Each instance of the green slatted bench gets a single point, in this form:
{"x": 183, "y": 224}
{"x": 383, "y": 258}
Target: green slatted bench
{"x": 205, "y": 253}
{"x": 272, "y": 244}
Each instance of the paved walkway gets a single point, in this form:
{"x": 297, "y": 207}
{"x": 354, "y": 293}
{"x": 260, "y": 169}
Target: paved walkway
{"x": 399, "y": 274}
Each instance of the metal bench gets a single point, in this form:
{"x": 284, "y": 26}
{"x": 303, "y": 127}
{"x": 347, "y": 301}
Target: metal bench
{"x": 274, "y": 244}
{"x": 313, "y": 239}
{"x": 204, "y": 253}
#####
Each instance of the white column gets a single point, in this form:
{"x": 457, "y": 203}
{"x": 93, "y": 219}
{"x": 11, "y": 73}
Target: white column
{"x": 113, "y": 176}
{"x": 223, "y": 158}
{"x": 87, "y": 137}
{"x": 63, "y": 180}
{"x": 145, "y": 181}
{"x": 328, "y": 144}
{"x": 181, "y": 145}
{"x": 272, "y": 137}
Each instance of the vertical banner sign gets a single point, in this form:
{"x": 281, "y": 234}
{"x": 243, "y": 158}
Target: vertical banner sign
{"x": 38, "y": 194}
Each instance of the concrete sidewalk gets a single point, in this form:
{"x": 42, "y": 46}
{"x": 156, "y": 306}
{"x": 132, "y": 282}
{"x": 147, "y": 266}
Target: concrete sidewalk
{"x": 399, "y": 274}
#####
Identify each line in the records above that contains the word "sign", and copy those lines out in full.

Answer to this task:
Each instance of the vertical banner sign gets a single point, in this form:
Target: vertical banner sign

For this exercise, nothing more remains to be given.